=== WORK TO BE COMPLETED ===
In the lines starting at the one containing "Exercise. Point out every instance of the stone column" and ending at the one containing "x=508, y=486", change "stone column" to "marble pillar". Give only those lines, with everything else unchanged.

=== DATASET ===
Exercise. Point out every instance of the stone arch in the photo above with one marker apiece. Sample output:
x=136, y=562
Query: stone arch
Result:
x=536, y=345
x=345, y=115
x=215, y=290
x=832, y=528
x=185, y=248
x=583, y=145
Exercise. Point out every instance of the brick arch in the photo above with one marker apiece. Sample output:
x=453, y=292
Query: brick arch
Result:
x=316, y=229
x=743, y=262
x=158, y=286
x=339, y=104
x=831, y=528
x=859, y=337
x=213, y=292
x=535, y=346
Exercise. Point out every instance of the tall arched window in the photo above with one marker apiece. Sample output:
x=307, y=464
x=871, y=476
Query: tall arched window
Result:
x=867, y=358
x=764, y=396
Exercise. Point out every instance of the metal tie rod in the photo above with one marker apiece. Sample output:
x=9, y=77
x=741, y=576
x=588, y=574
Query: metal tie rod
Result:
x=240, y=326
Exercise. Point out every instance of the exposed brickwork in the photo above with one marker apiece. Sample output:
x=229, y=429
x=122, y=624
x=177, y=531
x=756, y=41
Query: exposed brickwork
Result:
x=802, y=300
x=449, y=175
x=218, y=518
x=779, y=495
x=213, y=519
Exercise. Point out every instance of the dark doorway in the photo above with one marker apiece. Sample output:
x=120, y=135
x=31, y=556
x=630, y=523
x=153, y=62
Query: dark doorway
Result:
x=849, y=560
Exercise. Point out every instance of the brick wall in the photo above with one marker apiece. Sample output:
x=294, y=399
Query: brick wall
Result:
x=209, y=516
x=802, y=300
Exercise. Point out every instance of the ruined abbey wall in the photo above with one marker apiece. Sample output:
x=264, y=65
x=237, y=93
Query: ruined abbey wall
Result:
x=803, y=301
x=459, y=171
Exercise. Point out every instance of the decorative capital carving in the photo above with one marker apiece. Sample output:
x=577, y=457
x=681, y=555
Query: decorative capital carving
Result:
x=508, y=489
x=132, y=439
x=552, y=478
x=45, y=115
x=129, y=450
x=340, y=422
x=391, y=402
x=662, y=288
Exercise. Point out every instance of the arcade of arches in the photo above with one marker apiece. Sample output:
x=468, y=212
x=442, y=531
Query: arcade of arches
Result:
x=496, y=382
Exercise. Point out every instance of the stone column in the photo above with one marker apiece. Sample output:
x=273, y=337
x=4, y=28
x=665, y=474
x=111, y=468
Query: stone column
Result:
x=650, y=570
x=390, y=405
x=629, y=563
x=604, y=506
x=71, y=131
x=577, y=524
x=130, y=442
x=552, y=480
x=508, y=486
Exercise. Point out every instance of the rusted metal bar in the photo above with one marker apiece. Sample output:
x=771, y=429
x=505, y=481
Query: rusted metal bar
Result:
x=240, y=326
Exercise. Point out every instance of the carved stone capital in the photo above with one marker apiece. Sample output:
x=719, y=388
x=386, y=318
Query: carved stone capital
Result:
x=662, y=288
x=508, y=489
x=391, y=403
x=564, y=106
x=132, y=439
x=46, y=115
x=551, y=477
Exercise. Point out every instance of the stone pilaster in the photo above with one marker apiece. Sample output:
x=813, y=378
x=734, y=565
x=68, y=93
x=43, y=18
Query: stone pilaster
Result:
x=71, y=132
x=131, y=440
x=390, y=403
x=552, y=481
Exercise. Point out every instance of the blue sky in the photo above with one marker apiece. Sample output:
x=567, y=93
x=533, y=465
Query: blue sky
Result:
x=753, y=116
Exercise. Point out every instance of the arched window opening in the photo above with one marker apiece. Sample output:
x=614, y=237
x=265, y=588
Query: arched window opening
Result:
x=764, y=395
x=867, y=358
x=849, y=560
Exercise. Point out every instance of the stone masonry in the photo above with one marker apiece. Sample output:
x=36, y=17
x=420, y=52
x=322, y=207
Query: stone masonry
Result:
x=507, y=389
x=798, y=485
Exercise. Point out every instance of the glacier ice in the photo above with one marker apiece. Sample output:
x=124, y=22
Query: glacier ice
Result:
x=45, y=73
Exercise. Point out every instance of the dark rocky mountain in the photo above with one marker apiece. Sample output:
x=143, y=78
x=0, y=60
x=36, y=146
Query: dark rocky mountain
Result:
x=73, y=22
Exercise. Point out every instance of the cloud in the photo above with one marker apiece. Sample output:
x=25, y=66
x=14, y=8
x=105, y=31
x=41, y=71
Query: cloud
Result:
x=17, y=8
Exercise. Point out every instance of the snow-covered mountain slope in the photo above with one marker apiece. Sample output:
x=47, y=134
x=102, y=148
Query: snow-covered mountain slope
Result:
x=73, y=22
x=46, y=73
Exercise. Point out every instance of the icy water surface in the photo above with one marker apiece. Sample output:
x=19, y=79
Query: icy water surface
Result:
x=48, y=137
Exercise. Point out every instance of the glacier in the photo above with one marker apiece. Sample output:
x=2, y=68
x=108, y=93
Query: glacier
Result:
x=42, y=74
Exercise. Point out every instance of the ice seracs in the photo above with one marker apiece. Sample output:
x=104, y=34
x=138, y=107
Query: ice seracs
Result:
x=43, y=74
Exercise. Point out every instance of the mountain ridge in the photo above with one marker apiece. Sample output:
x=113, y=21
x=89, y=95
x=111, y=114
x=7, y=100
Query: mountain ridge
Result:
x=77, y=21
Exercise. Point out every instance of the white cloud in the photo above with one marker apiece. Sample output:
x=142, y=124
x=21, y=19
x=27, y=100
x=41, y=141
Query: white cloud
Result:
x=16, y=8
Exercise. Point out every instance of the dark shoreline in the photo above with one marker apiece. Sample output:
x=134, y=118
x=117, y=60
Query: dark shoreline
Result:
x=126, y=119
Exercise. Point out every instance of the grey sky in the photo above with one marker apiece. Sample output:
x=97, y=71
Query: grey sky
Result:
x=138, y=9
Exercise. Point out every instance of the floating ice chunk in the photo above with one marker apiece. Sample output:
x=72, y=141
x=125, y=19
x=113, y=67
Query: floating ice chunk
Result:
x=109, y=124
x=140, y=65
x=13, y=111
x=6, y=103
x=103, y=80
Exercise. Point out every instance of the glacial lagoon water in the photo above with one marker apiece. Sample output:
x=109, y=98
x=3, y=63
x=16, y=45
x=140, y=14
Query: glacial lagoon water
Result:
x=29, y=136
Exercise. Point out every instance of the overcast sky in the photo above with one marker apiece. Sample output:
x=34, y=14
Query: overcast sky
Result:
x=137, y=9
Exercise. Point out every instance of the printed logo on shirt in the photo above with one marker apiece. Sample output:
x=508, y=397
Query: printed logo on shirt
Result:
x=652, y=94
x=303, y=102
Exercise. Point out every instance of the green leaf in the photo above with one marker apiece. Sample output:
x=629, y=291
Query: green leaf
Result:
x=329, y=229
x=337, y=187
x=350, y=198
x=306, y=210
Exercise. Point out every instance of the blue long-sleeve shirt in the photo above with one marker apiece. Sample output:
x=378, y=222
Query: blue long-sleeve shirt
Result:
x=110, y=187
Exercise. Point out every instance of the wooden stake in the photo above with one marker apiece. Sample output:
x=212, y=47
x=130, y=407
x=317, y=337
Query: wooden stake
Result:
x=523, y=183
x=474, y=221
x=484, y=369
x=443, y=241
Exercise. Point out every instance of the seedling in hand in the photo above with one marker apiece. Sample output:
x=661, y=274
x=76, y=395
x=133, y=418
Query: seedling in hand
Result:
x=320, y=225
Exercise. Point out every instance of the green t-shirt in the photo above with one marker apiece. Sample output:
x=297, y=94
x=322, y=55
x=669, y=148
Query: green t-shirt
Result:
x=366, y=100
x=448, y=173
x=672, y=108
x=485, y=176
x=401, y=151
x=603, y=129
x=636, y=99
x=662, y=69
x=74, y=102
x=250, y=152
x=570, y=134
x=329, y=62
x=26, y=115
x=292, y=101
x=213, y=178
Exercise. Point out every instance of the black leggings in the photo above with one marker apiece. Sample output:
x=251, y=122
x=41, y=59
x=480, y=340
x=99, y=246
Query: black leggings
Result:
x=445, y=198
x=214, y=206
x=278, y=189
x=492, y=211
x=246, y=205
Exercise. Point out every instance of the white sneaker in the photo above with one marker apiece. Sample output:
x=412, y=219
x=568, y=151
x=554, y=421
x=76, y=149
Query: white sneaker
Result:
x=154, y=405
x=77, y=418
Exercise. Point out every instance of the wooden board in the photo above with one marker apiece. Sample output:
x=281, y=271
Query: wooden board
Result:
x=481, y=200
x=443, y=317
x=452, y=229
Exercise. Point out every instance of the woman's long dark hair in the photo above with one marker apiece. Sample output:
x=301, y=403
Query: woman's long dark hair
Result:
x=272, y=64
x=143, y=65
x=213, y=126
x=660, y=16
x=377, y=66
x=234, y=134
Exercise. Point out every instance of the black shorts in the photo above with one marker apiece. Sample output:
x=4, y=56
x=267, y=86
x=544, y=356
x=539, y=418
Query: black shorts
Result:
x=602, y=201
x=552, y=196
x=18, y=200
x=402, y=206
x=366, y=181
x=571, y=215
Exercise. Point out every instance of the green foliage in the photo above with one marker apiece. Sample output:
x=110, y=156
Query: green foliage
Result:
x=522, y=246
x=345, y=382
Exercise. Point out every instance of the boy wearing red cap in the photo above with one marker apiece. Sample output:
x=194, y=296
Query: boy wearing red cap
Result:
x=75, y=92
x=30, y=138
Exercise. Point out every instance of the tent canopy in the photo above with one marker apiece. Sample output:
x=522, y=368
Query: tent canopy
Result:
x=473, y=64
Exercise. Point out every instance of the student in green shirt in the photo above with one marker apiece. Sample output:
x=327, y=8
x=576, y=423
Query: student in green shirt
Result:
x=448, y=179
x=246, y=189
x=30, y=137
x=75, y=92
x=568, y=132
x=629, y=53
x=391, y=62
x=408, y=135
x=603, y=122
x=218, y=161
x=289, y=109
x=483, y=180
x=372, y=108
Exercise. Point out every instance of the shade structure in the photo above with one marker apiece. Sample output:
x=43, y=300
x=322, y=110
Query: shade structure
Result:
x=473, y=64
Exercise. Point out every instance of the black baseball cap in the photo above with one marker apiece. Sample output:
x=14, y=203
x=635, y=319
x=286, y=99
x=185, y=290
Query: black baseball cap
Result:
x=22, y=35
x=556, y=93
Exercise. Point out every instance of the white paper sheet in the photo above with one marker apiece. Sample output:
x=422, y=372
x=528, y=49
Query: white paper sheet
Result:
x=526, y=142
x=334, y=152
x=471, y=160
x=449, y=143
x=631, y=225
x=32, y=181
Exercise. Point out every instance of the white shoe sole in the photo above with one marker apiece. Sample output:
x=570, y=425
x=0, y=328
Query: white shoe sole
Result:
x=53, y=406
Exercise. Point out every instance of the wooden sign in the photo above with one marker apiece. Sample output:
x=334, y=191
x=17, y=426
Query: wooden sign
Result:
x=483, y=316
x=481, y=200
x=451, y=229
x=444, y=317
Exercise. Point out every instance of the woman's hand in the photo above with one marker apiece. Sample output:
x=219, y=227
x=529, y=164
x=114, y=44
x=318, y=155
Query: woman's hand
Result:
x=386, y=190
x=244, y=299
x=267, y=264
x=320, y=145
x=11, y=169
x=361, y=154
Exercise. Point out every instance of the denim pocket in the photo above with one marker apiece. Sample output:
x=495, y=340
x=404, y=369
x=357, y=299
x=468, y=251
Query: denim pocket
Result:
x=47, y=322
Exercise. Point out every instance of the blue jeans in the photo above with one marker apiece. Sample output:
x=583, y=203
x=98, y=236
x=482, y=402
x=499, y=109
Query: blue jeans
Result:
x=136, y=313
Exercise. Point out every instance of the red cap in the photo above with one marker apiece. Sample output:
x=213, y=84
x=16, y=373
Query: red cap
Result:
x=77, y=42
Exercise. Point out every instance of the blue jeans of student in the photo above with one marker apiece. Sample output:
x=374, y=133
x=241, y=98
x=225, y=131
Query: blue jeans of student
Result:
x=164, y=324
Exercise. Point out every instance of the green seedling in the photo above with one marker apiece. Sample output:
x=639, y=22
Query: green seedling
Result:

=== EXERCISE RESPONSE ===
Exercise. Point out every instance of the marble pillar in the photo above with one marker apiece. Sample output:
x=273, y=337
x=4, y=28
x=665, y=474
x=111, y=468
Query: marble pillar
Result:
x=650, y=570
x=390, y=405
x=629, y=563
x=604, y=506
x=71, y=131
x=577, y=524
x=130, y=442
x=552, y=480
x=508, y=486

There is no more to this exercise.